**Your tasks**
1) Using the blog post below, state whether each statement agrees with it: (a) the writer studied abroad in Italy; (b) the writer is willing to tell viewers exactly what to think about the work; (c) the debate with the mother's friend was settled. Answer each with yes or no and quote the deciding words.
2) Reproduce the passage of the blog post below starting at "Sunday, October 24, 2010" and ending at "into the future.".

**Provided text**
**********

Sunday, October 24, 2010

Taking the Defensive...

Fromm believes in the objective. The idea that love is more than one emotion, but that in fact it is a lifestyle. This idea is not easy to grasp right away for a number of reasons, but the main reason I believe it is so hard to connect with is because we have a hard time multitasking our own emotions on a daily basis. Being objective in life is sort of like being the referee in a never ending game that keeps changing it's rules. With the world in constant motion, it is only natural for us to want to grab on to any constancy we can and stick with it. However, this can be dangerous because then we keep ourselves rooted firmly to our ideals while the world rotates further into the future.

I am a painting major. As an artist I can truthfully say that we have a hard time convincing some people that what we do and strive for has relevance to the community as a whole. Art can take many different forms and practices, and I chose one of the most classical forms of expression. I love to paint, and my style has changed over the years as I learn and grow as a person. My work has gone from realism to abstract expressionism and everything in between. I studied abroad in Italy last year where I attended an Italian academy for art, and my whole outlook was changed again. When I returned home with some rather different styles of work that I had ever done before, some people were confused. My mother had a friend visiting who was admiring some of my earlier portraiture pieces versus my abstract expression series with a very confused demeanor. She could not "grasp" the concept of the latter. She wanted me to be able to stand there and tell her exactly what to think about my work, which is something I refuse to do. I firmly believe that art (paintings specifically) is not something you need to understand or dissect, but rather something to consider and be able to relate to. I have no problem with people not liking my work because the difference in opinion is what makes art unique. When I expressed this to my mothers friend, she took my explanation as meaning that my work had no meaning and she failed to see any relevance in what I had produced. She wanted me to tell her a story about the colors, composition, and movement of the piece. I wanted her to be able to tell me what she felt when she looked at it whether they were positive feelings or negative feelings. The conversation became heated, I was getting upset because she started to truly insult my choice of career path and she was getting upset because I could not provide her with what she needed to understand my work.

Needless to say, we left the debate unfinished. I learned a valuable lesson from this experience with her though, I had failed as an advocate for my work. I was the only one playing on my team, when I should have been trying to recruit. It should have been my job to help her see things my way by trying to see things her way. I never even considered her confusion, I just tried to shove my reasoning down her throat. It was not a mystery to me later why she couldn't understand my work, she couldn't understand where I was coming from because I was not explaining it to her. This does not mean that my ideals have to change, it just means that making my point needs to go hand in hand with where the other person is coming from. I am not saying that this woman would have loved my work if she was able to understand what I was trying to get her to do on her own, but it does mean she would have had the chance.

**********

**Information supplied**
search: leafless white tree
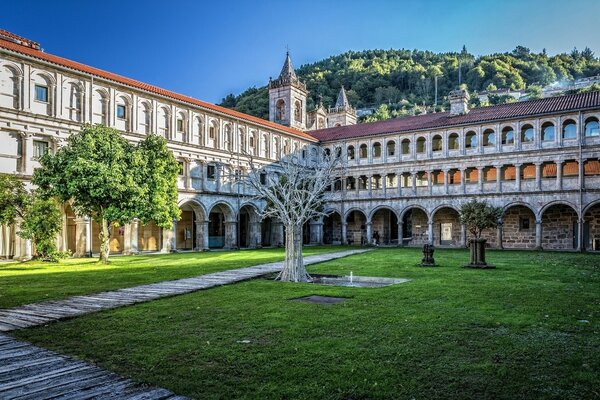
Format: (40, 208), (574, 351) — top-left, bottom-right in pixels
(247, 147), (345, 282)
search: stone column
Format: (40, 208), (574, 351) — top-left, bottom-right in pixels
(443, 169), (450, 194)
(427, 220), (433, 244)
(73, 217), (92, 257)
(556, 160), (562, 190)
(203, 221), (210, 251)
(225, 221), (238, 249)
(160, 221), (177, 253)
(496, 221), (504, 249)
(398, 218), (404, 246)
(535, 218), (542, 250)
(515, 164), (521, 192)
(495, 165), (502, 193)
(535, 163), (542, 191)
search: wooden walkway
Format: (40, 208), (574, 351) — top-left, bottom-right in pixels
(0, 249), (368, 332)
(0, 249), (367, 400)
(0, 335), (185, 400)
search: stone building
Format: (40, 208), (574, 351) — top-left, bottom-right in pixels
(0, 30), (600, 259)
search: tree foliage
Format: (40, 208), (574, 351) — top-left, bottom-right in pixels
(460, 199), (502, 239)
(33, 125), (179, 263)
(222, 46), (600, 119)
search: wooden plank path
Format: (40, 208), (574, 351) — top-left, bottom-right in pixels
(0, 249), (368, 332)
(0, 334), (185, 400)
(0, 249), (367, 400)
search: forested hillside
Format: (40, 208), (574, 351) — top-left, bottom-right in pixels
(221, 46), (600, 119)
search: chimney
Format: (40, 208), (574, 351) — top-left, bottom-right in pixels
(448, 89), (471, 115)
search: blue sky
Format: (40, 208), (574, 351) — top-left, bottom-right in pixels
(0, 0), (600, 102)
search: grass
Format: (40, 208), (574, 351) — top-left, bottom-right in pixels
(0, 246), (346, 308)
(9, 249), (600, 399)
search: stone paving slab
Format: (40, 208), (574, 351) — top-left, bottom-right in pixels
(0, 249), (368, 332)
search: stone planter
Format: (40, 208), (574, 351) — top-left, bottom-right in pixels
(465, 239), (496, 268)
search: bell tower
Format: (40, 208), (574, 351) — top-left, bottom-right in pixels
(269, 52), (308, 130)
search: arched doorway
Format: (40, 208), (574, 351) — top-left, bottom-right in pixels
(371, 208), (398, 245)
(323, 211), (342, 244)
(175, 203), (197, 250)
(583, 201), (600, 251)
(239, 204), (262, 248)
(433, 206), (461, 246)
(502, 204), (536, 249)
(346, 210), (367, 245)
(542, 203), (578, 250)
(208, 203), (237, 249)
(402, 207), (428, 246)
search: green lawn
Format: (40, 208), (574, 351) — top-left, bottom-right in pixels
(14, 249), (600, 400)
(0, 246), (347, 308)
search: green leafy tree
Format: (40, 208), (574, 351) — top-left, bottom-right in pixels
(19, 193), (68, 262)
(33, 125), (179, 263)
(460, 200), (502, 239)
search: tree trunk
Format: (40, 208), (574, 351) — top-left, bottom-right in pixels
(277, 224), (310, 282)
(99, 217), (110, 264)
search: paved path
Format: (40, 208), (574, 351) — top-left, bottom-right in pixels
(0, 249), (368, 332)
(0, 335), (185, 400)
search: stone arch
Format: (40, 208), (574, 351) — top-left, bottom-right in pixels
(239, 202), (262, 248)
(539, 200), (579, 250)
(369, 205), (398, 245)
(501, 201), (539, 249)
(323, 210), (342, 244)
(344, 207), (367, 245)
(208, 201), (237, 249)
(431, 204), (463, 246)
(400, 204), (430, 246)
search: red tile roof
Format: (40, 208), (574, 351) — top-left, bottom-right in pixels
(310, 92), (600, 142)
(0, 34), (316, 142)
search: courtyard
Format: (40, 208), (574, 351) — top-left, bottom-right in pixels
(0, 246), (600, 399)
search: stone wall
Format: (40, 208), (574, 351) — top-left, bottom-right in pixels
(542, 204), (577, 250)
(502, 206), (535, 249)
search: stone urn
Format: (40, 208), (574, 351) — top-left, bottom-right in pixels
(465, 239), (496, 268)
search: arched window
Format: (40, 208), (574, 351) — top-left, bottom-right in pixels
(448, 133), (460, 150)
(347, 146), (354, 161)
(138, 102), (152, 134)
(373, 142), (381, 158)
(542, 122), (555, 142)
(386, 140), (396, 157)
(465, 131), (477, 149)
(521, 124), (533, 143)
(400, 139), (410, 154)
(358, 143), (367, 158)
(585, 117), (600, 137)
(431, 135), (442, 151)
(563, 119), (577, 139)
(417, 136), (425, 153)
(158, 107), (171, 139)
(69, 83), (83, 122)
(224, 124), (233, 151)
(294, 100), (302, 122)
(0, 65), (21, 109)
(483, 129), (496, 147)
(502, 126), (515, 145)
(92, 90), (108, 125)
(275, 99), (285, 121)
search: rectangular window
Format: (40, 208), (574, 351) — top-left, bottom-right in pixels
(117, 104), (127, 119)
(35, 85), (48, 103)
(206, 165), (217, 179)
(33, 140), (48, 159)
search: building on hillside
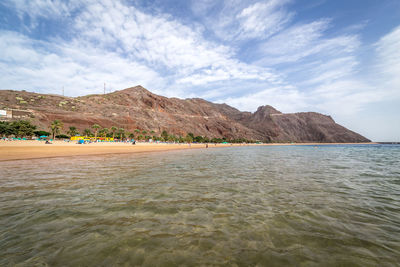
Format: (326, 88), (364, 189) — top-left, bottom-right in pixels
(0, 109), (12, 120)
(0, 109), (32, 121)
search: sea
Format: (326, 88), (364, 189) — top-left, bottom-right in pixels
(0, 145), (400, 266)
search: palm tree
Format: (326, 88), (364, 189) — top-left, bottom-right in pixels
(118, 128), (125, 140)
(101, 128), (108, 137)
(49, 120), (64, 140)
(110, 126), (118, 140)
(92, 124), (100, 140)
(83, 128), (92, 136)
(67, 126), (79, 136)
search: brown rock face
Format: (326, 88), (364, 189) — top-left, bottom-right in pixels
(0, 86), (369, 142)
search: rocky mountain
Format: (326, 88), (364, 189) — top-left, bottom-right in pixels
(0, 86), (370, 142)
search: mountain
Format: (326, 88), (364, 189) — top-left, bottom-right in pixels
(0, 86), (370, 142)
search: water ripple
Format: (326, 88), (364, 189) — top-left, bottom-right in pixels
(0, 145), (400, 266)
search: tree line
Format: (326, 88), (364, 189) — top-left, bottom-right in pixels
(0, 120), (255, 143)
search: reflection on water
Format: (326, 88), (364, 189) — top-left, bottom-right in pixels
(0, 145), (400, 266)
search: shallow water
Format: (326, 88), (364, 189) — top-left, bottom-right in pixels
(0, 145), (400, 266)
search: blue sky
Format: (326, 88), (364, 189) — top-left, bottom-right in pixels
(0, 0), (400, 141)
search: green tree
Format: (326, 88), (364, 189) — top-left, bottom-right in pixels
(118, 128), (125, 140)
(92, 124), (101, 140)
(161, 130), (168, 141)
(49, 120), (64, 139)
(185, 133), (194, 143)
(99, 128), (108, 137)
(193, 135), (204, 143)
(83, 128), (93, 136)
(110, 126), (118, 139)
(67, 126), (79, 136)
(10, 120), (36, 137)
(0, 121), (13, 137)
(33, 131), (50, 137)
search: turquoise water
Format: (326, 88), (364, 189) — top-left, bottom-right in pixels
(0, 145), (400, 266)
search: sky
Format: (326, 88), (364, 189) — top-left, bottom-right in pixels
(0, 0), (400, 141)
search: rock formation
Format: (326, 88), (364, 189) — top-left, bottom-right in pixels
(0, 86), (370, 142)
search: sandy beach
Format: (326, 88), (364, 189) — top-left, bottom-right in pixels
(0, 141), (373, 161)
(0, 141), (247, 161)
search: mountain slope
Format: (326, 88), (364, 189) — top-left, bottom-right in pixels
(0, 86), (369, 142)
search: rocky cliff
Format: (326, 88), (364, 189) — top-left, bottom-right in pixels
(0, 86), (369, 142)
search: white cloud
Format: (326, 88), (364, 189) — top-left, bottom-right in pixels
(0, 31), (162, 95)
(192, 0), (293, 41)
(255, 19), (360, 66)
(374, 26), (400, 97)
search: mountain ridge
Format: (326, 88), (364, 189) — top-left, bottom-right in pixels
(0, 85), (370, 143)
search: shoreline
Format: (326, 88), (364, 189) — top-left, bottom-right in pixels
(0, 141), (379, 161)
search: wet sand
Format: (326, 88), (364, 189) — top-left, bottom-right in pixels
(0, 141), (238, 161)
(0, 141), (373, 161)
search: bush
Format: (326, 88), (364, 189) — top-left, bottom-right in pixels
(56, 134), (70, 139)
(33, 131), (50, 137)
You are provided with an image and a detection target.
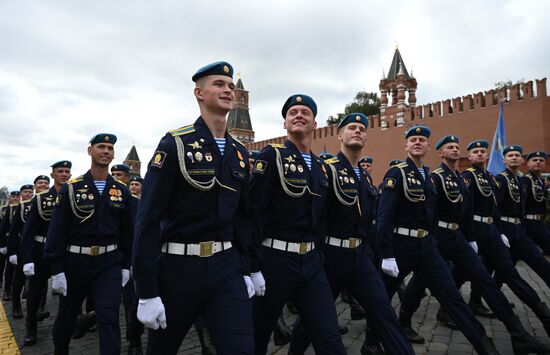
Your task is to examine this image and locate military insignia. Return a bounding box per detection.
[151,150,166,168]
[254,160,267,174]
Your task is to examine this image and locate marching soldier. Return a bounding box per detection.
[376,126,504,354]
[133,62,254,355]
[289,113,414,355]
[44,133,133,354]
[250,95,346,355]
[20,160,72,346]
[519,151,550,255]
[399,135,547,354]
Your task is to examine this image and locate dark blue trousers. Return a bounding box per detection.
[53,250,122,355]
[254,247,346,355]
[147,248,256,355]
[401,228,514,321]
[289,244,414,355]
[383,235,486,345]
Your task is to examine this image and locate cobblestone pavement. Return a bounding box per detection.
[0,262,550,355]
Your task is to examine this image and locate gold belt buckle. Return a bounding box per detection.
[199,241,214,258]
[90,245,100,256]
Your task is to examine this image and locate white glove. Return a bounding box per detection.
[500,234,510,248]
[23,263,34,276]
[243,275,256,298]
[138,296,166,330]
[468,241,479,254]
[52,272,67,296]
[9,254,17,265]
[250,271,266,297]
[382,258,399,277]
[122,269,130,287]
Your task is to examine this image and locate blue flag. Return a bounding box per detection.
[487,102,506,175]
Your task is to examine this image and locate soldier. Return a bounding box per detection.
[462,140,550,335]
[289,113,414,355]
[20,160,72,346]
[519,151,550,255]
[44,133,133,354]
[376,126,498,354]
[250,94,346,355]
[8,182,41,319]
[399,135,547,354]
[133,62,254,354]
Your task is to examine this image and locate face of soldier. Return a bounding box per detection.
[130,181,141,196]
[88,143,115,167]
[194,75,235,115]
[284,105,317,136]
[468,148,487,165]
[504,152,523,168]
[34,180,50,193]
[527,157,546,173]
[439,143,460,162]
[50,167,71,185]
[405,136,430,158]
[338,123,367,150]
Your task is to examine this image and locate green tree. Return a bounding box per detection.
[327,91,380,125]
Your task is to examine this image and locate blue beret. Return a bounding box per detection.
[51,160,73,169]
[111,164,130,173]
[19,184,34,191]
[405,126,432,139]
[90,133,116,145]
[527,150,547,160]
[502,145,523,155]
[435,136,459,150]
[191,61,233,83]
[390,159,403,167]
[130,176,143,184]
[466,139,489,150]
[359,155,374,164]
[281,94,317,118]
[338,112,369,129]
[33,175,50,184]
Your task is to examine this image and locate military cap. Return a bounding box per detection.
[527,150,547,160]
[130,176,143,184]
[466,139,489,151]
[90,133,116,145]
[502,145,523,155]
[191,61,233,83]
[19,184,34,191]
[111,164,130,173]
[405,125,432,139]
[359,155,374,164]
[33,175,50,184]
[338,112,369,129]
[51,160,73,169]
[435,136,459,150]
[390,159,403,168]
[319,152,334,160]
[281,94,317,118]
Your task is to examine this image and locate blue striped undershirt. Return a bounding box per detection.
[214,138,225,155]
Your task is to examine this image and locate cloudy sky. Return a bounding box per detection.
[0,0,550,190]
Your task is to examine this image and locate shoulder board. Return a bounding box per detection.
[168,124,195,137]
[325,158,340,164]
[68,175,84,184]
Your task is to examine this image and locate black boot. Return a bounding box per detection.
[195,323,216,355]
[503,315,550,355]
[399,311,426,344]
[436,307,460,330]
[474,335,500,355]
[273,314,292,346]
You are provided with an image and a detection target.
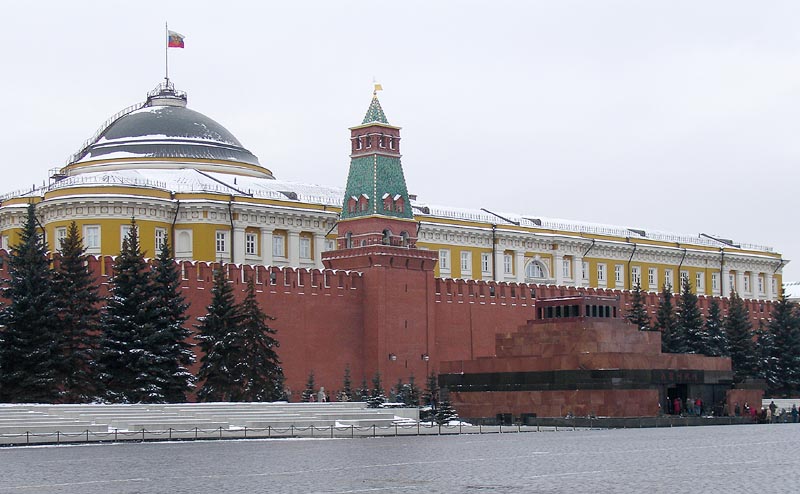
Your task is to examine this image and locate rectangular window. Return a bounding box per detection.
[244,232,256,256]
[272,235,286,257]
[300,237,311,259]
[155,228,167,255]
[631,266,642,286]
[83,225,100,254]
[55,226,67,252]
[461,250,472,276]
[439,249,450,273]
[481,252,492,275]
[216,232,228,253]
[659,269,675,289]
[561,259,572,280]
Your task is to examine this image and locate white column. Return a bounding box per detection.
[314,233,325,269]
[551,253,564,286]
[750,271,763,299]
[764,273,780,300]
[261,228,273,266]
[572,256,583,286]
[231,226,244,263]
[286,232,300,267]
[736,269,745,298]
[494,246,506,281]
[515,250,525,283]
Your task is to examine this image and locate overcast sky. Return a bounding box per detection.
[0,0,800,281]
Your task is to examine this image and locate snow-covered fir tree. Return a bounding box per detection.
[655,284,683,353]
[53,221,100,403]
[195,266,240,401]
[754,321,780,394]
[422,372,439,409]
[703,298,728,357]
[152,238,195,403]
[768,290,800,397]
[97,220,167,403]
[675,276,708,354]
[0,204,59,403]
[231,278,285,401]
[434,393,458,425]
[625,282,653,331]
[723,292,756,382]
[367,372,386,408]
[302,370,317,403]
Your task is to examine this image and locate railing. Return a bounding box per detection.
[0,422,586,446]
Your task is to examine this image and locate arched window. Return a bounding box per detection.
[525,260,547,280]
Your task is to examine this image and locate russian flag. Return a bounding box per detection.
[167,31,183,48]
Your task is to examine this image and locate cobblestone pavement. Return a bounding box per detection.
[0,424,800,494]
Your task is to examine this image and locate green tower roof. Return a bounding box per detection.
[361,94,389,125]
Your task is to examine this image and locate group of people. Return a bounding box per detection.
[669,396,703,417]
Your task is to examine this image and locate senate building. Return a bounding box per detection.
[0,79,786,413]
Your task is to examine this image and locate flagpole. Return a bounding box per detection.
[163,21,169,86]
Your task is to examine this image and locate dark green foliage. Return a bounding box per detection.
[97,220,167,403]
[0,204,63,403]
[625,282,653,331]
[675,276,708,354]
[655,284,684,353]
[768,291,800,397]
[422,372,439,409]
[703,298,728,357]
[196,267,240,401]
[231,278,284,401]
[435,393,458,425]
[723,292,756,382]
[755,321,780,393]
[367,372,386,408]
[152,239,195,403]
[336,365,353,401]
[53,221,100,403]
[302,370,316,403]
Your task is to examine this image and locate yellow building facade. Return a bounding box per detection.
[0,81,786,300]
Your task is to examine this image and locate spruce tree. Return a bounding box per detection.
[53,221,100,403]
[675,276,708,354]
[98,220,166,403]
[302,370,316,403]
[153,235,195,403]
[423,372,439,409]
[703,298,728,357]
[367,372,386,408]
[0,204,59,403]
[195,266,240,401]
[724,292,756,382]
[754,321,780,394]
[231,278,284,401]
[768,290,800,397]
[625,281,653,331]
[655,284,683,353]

**********

**Solutions**
1)
(a) Yes: "I studied abroad in Italy last year where I attended an Italian academy for art"
(b) No: "She wanted me to be able to stand there and tell her exactly what to think about my work, which is something I refuse to do."
(c) No: "Needless to say, we left the debate unfinished."

2)
Sunday, October 24, 2010

Taking the Defensive...

Fromm believes in the objective. The idea that love is more than one emotion, but that in fact it is a lifestyle. This idea is not easy to grasp right away for a number of reasons, but the main reason I believe it is so hard to connect with is because we have a hard time multitasking our own emotions on a daily basis. Being objective in life is sort of like being the referee in a never ending game that keeps changing it's rules. With the world in constant motion, it is only natural for us to want to grab on to any constancy we can and stick with it. However, this can be dangerous because then we keep ourselves rooted firmly to our ideals while the world rotates further into the future.